[Start Excerpted records]
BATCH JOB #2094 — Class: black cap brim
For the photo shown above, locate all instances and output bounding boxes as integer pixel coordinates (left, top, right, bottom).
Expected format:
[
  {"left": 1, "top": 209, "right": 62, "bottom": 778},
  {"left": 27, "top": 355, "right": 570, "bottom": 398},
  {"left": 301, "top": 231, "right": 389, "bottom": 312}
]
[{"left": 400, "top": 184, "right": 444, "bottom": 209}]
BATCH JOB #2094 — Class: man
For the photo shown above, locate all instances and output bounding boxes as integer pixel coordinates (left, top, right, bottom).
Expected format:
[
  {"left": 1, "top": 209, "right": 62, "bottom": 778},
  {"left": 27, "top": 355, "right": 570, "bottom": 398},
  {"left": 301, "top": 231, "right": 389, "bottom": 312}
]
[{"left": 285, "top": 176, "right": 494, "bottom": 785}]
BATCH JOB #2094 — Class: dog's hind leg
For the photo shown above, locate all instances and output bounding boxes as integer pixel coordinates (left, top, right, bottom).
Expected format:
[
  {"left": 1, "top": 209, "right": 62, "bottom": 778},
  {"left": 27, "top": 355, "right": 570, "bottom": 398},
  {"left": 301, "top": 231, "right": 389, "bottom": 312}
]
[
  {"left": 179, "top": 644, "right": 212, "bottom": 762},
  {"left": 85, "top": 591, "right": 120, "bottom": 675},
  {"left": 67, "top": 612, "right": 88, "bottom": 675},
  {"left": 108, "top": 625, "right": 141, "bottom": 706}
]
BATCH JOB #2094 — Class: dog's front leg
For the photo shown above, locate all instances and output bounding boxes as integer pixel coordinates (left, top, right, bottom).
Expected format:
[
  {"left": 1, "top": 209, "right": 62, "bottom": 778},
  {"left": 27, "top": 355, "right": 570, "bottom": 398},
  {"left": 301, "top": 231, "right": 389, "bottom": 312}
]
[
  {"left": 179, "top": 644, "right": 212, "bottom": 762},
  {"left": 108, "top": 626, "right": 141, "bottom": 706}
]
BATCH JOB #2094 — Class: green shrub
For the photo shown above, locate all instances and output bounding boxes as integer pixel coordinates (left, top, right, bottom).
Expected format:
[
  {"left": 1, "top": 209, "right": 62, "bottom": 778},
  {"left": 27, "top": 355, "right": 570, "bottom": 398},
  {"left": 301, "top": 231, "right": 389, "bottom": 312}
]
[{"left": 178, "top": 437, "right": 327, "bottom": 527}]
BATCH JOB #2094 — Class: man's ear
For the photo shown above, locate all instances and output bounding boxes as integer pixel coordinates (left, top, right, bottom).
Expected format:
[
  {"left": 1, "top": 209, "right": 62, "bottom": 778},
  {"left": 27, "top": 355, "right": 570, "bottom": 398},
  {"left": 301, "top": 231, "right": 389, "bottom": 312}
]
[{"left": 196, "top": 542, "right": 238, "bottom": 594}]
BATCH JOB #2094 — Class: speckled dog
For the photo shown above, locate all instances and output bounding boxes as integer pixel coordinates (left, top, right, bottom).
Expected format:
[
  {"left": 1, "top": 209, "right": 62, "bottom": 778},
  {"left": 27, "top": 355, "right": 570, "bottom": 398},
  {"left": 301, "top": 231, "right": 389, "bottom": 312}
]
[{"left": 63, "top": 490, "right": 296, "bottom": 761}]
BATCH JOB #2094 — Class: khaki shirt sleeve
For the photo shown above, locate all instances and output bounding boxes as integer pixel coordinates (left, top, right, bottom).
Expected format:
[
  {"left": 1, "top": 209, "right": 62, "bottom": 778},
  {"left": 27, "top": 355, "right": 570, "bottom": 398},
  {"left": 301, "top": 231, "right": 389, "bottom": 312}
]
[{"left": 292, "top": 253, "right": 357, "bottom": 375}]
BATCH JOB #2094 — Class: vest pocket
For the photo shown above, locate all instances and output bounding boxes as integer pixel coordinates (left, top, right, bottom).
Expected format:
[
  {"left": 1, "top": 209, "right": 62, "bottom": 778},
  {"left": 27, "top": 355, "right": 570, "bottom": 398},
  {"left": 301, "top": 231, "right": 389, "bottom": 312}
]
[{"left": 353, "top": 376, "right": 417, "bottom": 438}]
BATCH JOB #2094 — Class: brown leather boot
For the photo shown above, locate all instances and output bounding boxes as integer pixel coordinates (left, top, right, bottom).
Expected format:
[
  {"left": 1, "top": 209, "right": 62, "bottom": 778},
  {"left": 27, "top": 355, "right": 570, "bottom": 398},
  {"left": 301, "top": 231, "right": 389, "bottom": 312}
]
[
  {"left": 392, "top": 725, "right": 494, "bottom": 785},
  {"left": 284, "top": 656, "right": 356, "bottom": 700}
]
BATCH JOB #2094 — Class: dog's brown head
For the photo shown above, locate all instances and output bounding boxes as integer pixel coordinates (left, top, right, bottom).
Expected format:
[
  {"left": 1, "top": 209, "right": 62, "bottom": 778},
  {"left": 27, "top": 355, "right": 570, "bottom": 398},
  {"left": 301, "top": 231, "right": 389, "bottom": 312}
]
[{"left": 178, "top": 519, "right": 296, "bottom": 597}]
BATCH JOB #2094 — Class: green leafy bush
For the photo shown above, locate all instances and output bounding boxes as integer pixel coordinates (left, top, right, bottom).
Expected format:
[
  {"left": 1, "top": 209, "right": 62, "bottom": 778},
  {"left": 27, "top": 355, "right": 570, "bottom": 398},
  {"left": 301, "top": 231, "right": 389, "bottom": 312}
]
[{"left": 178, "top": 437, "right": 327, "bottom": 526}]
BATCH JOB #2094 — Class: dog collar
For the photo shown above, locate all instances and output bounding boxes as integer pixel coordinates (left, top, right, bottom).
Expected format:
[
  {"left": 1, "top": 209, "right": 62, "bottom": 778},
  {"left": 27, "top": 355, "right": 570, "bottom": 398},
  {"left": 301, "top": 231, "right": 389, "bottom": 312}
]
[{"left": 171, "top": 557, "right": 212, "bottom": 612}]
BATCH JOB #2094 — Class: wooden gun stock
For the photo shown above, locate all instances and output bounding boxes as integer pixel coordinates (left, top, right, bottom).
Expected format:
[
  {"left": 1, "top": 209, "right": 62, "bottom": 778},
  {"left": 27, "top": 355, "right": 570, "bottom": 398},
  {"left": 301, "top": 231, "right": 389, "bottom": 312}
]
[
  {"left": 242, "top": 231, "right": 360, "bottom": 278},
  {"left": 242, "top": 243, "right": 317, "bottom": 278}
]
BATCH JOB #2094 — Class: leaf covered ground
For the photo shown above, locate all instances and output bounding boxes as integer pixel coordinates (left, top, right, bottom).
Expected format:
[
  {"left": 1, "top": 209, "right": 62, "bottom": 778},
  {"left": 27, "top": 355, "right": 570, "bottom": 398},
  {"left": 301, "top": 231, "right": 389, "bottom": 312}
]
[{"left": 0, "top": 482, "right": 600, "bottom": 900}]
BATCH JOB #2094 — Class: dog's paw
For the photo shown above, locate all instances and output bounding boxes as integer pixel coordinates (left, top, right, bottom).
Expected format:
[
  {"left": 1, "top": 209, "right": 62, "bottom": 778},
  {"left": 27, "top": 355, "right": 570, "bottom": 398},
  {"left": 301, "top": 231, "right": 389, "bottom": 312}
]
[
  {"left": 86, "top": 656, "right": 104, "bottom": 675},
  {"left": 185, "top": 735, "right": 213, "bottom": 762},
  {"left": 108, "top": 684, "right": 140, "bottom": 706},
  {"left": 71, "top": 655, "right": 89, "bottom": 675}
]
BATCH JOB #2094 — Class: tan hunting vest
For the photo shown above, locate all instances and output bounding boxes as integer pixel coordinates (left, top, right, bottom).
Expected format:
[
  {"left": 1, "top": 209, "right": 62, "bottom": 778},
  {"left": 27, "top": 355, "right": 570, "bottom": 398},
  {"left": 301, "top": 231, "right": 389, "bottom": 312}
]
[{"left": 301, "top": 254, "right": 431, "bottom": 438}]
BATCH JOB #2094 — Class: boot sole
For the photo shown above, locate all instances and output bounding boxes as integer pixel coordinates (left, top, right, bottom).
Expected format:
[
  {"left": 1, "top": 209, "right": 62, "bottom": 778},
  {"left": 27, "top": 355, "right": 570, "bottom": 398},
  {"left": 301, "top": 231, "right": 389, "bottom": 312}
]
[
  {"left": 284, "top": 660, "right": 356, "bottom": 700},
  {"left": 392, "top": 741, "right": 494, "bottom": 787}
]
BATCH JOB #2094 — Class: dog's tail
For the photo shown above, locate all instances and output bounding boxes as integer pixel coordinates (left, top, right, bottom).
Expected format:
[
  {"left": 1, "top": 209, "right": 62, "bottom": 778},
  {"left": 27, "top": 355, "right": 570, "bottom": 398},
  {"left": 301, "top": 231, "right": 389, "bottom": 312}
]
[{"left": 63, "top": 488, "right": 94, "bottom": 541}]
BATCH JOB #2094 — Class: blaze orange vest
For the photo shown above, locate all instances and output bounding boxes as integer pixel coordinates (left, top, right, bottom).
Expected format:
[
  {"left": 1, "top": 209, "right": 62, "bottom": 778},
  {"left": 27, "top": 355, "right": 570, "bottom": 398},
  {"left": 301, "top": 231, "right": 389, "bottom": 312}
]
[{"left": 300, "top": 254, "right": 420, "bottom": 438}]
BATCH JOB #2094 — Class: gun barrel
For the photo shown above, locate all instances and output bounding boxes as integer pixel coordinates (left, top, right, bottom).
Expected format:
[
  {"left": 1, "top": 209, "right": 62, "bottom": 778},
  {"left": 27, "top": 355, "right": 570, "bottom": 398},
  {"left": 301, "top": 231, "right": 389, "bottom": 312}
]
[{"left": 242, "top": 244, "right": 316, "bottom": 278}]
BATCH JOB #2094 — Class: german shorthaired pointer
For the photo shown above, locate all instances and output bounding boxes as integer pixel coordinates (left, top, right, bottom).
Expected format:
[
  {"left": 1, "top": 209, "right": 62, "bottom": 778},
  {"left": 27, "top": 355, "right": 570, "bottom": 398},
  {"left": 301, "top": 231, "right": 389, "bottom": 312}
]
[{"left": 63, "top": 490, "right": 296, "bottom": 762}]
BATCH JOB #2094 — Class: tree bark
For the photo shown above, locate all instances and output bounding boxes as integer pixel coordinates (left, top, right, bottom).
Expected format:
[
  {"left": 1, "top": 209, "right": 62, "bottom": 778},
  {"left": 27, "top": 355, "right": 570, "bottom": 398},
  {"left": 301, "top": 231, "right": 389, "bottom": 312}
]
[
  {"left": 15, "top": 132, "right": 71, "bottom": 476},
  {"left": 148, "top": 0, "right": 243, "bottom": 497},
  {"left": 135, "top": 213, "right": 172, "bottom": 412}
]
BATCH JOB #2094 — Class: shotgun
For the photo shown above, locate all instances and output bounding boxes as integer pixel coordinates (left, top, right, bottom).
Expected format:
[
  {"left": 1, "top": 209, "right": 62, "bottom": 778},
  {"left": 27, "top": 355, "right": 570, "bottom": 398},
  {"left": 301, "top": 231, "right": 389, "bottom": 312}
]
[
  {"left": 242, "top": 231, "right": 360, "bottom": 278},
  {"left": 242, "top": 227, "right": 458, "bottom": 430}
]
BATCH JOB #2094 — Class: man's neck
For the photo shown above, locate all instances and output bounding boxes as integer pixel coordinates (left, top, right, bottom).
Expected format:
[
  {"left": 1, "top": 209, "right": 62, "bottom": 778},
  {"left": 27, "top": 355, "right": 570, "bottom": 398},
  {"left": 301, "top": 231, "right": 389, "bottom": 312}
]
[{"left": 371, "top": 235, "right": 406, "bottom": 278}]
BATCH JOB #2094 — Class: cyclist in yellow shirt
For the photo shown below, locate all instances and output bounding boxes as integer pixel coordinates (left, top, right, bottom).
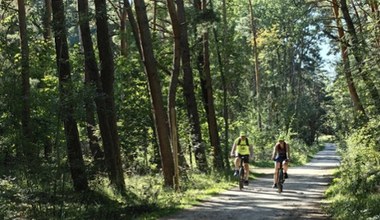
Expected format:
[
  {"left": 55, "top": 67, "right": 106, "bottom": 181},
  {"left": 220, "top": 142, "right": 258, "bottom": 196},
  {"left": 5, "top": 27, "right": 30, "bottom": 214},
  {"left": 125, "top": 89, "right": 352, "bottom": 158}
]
[{"left": 231, "top": 131, "right": 254, "bottom": 185}]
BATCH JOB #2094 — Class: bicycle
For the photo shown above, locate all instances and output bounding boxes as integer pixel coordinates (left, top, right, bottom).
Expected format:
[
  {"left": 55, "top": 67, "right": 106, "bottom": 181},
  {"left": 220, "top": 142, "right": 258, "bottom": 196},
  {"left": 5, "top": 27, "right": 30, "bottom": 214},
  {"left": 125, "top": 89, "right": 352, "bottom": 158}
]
[
  {"left": 277, "top": 162, "right": 285, "bottom": 193},
  {"left": 238, "top": 156, "right": 248, "bottom": 190}
]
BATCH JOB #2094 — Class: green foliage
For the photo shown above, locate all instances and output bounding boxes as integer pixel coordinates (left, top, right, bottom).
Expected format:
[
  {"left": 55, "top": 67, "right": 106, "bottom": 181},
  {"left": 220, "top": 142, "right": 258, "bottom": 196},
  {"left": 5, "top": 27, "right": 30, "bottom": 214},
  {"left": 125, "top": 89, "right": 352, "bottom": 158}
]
[{"left": 327, "top": 118, "right": 380, "bottom": 219}]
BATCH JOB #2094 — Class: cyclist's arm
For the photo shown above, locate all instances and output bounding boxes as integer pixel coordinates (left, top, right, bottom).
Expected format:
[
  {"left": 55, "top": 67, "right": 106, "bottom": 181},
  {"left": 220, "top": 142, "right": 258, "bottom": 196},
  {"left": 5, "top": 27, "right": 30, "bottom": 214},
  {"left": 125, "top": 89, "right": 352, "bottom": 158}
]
[
  {"left": 230, "top": 142, "right": 236, "bottom": 157},
  {"left": 286, "top": 144, "right": 290, "bottom": 160},
  {"left": 249, "top": 145, "right": 255, "bottom": 159},
  {"left": 272, "top": 144, "right": 277, "bottom": 160}
]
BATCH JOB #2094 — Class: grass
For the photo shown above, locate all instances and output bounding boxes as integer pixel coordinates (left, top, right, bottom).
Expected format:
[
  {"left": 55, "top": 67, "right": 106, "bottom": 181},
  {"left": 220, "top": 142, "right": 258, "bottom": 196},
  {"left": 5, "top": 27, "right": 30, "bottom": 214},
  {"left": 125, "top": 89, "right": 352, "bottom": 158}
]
[{"left": 0, "top": 138, "right": 330, "bottom": 219}]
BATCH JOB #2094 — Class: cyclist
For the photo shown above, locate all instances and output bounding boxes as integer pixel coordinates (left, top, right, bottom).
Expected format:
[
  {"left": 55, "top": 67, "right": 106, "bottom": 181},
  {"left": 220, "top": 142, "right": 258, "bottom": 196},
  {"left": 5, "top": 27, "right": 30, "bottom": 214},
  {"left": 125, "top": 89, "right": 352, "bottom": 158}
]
[
  {"left": 272, "top": 136, "right": 290, "bottom": 188},
  {"left": 231, "top": 131, "right": 253, "bottom": 185}
]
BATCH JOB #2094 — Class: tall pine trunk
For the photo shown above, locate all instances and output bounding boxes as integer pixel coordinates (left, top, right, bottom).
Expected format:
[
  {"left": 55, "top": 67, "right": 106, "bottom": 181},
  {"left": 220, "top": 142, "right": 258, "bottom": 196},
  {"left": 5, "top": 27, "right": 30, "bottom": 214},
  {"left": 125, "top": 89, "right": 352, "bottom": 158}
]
[
  {"left": 95, "top": 0, "right": 125, "bottom": 192},
  {"left": 195, "top": 0, "right": 224, "bottom": 170},
  {"left": 78, "top": 0, "right": 104, "bottom": 166},
  {"left": 18, "top": 0, "right": 32, "bottom": 160},
  {"left": 177, "top": 0, "right": 208, "bottom": 172},
  {"left": 135, "top": 0, "right": 174, "bottom": 187},
  {"left": 52, "top": 0, "right": 88, "bottom": 191}
]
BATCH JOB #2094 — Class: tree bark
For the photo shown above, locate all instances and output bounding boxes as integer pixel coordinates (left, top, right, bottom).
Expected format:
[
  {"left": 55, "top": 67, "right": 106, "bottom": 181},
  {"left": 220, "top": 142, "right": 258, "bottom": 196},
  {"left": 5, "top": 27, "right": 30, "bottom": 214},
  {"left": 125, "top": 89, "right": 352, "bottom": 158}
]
[
  {"left": 17, "top": 0, "right": 32, "bottom": 160},
  {"left": 78, "top": 0, "right": 104, "bottom": 163},
  {"left": 42, "top": 0, "right": 52, "bottom": 40},
  {"left": 196, "top": 0, "right": 224, "bottom": 170},
  {"left": 167, "top": 0, "right": 181, "bottom": 190},
  {"left": 249, "top": 0, "right": 263, "bottom": 131},
  {"left": 95, "top": 0, "right": 125, "bottom": 192},
  {"left": 177, "top": 0, "right": 208, "bottom": 172},
  {"left": 135, "top": 0, "right": 174, "bottom": 187},
  {"left": 52, "top": 0, "right": 88, "bottom": 191}
]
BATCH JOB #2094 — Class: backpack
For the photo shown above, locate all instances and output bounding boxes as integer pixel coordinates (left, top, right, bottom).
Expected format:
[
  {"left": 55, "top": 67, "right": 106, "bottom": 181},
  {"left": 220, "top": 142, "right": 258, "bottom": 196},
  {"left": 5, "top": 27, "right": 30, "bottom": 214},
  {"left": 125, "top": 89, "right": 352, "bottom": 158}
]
[{"left": 237, "top": 138, "right": 249, "bottom": 146}]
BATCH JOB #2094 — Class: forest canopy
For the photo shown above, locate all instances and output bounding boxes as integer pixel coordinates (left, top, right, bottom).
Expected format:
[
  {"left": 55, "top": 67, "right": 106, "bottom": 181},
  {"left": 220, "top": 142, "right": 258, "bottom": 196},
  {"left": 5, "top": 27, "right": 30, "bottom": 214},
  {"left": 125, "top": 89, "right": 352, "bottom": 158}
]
[{"left": 0, "top": 0, "right": 380, "bottom": 218}]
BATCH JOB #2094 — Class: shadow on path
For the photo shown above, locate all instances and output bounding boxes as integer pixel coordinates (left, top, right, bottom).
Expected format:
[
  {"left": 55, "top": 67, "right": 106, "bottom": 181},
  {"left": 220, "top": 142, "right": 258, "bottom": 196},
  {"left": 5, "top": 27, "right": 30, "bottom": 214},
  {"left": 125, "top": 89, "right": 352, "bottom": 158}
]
[{"left": 162, "top": 144, "right": 340, "bottom": 220}]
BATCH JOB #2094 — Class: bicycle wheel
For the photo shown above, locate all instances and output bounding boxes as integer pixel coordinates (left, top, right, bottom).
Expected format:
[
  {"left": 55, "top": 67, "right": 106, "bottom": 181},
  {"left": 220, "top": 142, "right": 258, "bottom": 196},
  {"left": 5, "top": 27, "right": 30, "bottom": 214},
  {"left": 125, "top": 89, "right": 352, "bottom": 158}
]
[
  {"left": 277, "top": 169, "right": 284, "bottom": 193},
  {"left": 239, "top": 167, "right": 244, "bottom": 190}
]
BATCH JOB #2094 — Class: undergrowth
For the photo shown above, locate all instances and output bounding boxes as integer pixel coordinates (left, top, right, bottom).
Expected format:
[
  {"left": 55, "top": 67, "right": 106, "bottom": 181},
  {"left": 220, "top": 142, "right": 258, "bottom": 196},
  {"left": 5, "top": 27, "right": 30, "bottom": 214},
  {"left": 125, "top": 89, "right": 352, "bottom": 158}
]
[
  {"left": 0, "top": 138, "right": 321, "bottom": 219},
  {"left": 326, "top": 117, "right": 380, "bottom": 220}
]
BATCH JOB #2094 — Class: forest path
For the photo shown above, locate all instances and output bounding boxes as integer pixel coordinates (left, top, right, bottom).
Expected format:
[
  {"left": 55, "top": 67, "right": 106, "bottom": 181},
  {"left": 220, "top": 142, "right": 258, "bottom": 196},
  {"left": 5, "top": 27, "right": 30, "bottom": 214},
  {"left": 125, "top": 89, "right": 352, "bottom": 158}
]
[{"left": 162, "top": 144, "right": 340, "bottom": 220}]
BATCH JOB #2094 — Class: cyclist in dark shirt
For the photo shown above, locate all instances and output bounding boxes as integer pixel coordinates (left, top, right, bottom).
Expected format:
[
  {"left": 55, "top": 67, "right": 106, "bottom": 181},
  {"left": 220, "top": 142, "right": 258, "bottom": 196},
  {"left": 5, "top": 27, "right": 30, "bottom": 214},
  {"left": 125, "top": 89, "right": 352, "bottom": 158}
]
[{"left": 272, "top": 136, "right": 290, "bottom": 188}]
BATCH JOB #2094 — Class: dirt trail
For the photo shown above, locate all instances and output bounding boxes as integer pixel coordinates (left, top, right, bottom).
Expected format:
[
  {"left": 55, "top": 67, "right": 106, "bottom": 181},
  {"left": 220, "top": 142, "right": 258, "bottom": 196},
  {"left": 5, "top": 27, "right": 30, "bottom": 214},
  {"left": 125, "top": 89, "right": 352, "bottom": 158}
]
[{"left": 162, "top": 144, "right": 340, "bottom": 220}]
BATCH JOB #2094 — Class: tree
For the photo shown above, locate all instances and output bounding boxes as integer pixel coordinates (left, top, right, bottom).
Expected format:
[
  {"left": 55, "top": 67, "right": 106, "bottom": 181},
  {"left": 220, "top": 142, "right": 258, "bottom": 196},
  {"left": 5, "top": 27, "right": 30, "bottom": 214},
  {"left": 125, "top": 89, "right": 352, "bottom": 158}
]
[
  {"left": 17, "top": 0, "right": 32, "bottom": 160},
  {"left": 194, "top": 0, "right": 224, "bottom": 170},
  {"left": 332, "top": 0, "right": 366, "bottom": 115},
  {"left": 42, "top": 0, "right": 52, "bottom": 40},
  {"left": 177, "top": 0, "right": 207, "bottom": 172},
  {"left": 95, "top": 0, "right": 125, "bottom": 192},
  {"left": 78, "top": 0, "right": 104, "bottom": 165},
  {"left": 340, "top": 0, "right": 380, "bottom": 117},
  {"left": 52, "top": 0, "right": 88, "bottom": 191},
  {"left": 135, "top": 0, "right": 174, "bottom": 187}
]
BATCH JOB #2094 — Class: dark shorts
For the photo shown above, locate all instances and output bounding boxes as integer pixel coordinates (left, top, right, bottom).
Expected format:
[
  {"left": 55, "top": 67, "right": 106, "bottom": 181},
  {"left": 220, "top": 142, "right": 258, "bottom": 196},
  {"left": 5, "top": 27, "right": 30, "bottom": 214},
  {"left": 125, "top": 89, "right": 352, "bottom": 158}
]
[
  {"left": 237, "top": 154, "right": 249, "bottom": 163},
  {"left": 274, "top": 156, "right": 287, "bottom": 163}
]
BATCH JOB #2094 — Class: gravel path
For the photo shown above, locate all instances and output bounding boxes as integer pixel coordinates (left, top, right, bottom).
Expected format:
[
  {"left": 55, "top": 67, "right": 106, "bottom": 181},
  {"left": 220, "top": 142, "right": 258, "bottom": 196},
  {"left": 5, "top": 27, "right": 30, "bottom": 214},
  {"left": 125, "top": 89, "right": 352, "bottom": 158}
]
[End Excerpted records]
**Objective**: Pick out every line in the entries above that contains the word "boot", and copy each one in full.

**Answer for this exercise**:
BATCH JOB #2094 — Class: brown leather boot
BATCH JOB #2094 — Class: boot sole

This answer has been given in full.